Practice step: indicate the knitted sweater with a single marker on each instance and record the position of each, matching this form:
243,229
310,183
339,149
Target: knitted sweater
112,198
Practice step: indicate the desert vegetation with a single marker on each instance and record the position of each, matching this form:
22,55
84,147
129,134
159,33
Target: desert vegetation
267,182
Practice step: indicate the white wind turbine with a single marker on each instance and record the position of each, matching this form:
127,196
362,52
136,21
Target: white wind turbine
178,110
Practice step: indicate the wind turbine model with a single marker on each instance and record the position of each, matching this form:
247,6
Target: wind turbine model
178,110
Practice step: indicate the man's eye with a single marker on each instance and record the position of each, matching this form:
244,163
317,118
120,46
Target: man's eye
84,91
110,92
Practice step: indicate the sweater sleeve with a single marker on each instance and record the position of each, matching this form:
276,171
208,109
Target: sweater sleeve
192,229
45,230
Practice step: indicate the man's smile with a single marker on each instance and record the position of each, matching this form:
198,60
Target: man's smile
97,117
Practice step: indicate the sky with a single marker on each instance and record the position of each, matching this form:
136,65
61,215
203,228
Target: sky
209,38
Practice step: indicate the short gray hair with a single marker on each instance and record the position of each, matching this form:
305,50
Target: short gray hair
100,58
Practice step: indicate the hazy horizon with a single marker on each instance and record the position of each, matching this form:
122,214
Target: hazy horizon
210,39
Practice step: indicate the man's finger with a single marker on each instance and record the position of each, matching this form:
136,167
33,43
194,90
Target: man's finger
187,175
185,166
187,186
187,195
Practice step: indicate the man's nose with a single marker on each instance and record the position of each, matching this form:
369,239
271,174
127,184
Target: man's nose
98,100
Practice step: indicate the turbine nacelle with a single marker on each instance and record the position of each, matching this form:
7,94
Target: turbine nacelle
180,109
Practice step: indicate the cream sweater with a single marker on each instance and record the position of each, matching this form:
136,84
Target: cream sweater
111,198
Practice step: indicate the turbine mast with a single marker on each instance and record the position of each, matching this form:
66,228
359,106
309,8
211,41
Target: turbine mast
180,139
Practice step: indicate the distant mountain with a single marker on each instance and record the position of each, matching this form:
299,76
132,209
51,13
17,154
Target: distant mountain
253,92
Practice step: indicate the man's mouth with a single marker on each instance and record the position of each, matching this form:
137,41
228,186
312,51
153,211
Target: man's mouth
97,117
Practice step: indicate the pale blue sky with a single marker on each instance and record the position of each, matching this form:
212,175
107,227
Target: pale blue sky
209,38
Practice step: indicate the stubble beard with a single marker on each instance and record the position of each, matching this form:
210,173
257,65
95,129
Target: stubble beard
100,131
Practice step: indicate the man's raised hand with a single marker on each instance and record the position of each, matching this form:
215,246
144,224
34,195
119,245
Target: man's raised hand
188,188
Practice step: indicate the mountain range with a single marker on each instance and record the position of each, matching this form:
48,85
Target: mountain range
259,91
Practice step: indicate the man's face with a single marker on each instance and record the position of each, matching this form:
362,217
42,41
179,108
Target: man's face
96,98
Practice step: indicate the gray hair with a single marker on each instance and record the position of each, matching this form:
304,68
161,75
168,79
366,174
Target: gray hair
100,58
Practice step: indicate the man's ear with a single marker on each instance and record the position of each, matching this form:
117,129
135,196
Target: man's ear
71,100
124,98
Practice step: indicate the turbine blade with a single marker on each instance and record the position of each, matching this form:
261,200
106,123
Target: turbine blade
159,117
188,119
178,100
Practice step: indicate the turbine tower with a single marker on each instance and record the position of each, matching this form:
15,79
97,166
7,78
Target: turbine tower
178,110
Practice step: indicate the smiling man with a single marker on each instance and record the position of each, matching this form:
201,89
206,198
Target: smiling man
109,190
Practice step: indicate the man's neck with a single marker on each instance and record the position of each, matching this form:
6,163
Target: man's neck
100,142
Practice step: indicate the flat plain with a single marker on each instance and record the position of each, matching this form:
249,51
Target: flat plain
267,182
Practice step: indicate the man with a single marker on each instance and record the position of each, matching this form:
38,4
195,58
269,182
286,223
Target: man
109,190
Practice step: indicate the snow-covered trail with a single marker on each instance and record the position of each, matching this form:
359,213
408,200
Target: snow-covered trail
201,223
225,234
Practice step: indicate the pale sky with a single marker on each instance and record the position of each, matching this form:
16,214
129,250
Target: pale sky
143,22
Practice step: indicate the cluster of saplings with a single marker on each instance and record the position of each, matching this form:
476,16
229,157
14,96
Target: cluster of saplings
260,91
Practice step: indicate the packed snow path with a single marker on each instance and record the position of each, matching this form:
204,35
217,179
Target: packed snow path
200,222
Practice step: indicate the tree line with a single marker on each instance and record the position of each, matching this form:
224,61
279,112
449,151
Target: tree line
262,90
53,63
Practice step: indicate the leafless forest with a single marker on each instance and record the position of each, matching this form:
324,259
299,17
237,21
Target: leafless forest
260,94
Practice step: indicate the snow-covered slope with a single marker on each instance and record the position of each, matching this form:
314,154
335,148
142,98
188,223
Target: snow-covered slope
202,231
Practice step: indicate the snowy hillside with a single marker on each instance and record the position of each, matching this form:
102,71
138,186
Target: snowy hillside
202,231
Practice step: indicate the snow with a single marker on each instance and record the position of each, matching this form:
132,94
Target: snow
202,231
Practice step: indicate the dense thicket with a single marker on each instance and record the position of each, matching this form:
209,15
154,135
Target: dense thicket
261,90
□ □ □
### [Exercise prompt]
Set all of the entries down again, exactly as they were given.

### [Full answer]
Practice step: indicate the knitted sweater with a single marker on each instance and record the position of each, matching this form:
243,229
310,183
339,149
Target: knitted sweater
112,198
Practice step: indicate the desert vegetation with a single marker on each instance and record the position of each, matching this form:
22,55
84,147
129,134
159,33
Target: desert vegetation
267,182
Practice step: indicate the white wind turbine with a single marker on each instance and record the position of each, matching this form:
127,196
362,52
136,21
Target: white wind turbine
178,110
Practice step: indicate the wind turbine model with a single marker on each instance and record the position of each, matching this form:
247,6
Target: wind turbine model
178,110
Practice step: indicate the man's eye with a single marker on each instance and record the position of each, matching this form:
244,163
317,118
120,46
Target: man's eye
84,91
110,92
Practice step: indicate the sweater sleeve with a single marker on each instance and record the position of each, matching this form:
276,171
208,109
Target: sweater sleeve
192,229
45,230
Practice step: indicate the man's smile with a single marker on each instance and record the position of each, matching this form:
198,60
Target: man's smile
97,117
Practice step: indicate the sky with a single marker on each instance and record the position of each, matching this form:
136,65
61,215
203,228
Target: sky
209,38
Practice step: indicate the short gray hair with a single marker on each instance and record the position of each, matching this form:
305,50
Target: short gray hair
100,58
Practice step: indicate the hazy horizon with a single marker on each instance and record the position of each, matching this form:
122,214
Target: hazy horizon
210,39
Practice step: indicate the man's finger with a single marker on each instance and record the position of each, matching this form:
136,167
33,43
194,90
Target: man's finger
187,175
185,166
187,186
187,195
Practice step: indicate the man's nose with a single marker on each instance and record the position of each, matching this form:
369,239
271,174
127,184
Target: man's nose
98,100
Practice step: indicate the turbine nacelle with a single marker on each instance and record the position of each, matching this form:
7,94
Target: turbine nacelle
180,109
Practice step: indicate the cream sweater with a single marker on each instance and record the position of each, matching this form:
136,84
Target: cream sweater
111,198
Practice step: indicate the turbine mast with a single marker on each instance and record the position of each, matching this form:
66,228
359,106
309,8
211,41
Target: turbine mast
180,139
Practice step: indicate the distant mountain with a single marker on each instance and record the position of each, matching this form:
299,76
132,209
51,13
17,154
Target: distant mountain
253,92
Practice step: indicate the man's mouth with a single marker on each instance and record the position of each, matching this form:
137,41
228,186
312,51
153,211
Target: man's mouth
97,117
Practice step: indicate the pale blue sky with a single marker on each instance and record the position of each, matching this form:
212,175
107,227
Target: pale blue sky
209,38
Practice step: indicate the stubble beard with a single marker on each instance and record the position of each, matching this form:
210,173
257,65
95,129
Target: stubble beard
100,131
Practice step: indicate the man's raised hand with a single marker on each instance and record the position of each, matching this form:
215,246
144,224
34,195
119,245
Target: man's raised hand
188,188
Practice step: indicate the mountain range with a single marker on each instance and record the position of each, matching this form:
48,85
Target: mountain range
259,91
Practice step: indicate the man's face with a single marker on each instance and record the position of each, matching this form:
362,217
42,41
179,108
Target: man's face
96,98
Practice step: indicate the gray hair with a single marker on each instance and record the position of each, matching this form:
304,68
161,75
168,79
366,174
Target: gray hair
100,58
Practice step: indicate the man's ear with a single marker on each instance and record the position of each, matching this form:
117,129
135,196
Target: man's ear
71,100
124,98
Practice step: indicate the turbine blade with a single marker on each instance and record the position of each, matching this form:
261,200
106,123
Target: turbine blade
159,117
188,119
178,100
Practice step: indicate the turbine tower with a single marker on each instance and record the position of each, matching this form:
15,79
97,166
7,78
Target: turbine tower
178,110
Practice step: indicate the smiling man with a single marker on each instance and record the position of each, matching this form:
201,89
206,198
Target: smiling man
109,190
Practice step: indicate the man's neck with a single marker on each instance and record the position of each, matching this form:
6,163
Target: man's neck
100,142
Practice step: indicate the flat plain with a single marker on each instance and record the position of each, matching this form:
249,51
Target: flat plain
267,182
Practice step: indicate the man with a single marker on each instance and record the position of each, matching this form:
38,4
195,58
269,182
286,223
Target: man
109,190
Practice step: indicate the snow-covered trail with a single marker on each instance and record the position of each, matching this form:
359,213
408,200
Target: snow-covered trail
201,223
225,234
Practice step: indicate the pale sky with a single marker on each instance and record the position of each, matching this form:
16,214
129,250
Target: pale sky
143,22
Practice step: indicate the cluster of saplings with a single marker on each instance and record the position of each, matching this form:
476,16
229,157
14,96
Target: cluster of saplings
260,91
Practice step: indicate the packed snow path with a single marker on each instance and record the position of each, matching this form:
204,35
217,179
Target: packed snow path
200,222
Practice step: indicate the tree line with a single marker on each instance and record the position of each, matching this form:
224,61
279,112
449,151
Target: tree line
262,90
53,63
Practice step: indicate the leafless forest with a single marker on each instance and record the position of each, matching this form:
324,259
299,17
237,21
Target: leafless forest
260,94
Practice step: indicate the snow-covered slope with a single marker on each instance and record the position of each, matching this form:
314,154
335,148
142,98
188,223
Target: snow-covered slope
202,231
Practice step: indicate the snowy hillside with a single marker on each instance and record the position of each, matching this form:
102,71
138,186
Target: snowy hillside
202,231
Practice step: indicate the snow with a single marker on each instance and record the position of each, matching this form:
132,94
Target: snow
202,231
Practice step: indicate the dense thicket with a single marker on each instance and record the position of each, matching this form:
209,15
154,135
Target: dense thicket
261,90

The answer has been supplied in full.